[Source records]
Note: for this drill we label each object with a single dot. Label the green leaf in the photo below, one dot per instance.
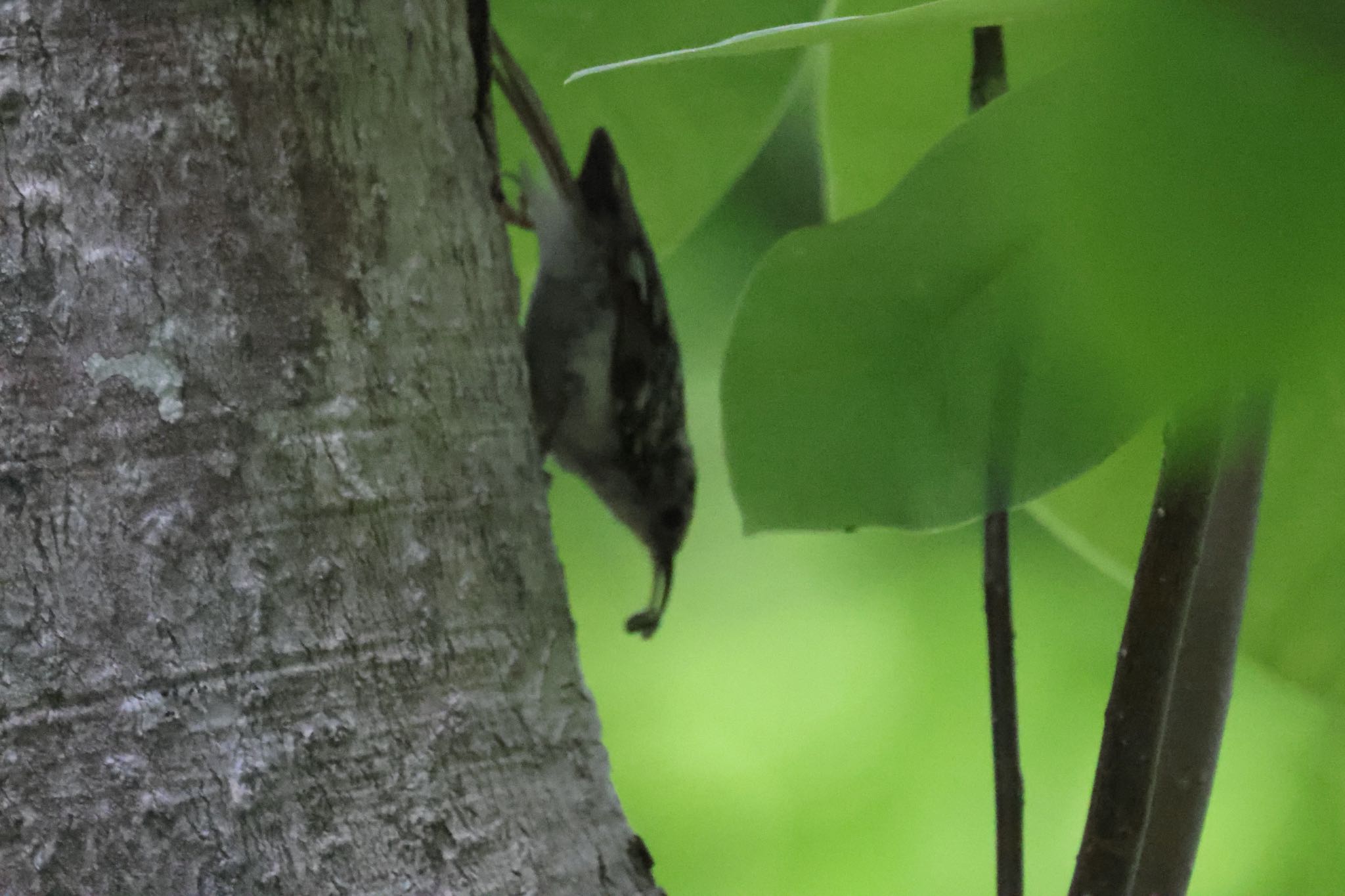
(893, 96)
(684, 133)
(965, 14)
(872, 359)
(1138, 227)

> [Set task]:
Reproduce every line of the records above word for word, leaving out the pictures.

> [Solution for this task]:
Note: for this drill we label each object with a single dot. Label the green leaf in the photo below, one dot per instance.
(893, 96)
(684, 133)
(965, 14)
(872, 359)
(1138, 227)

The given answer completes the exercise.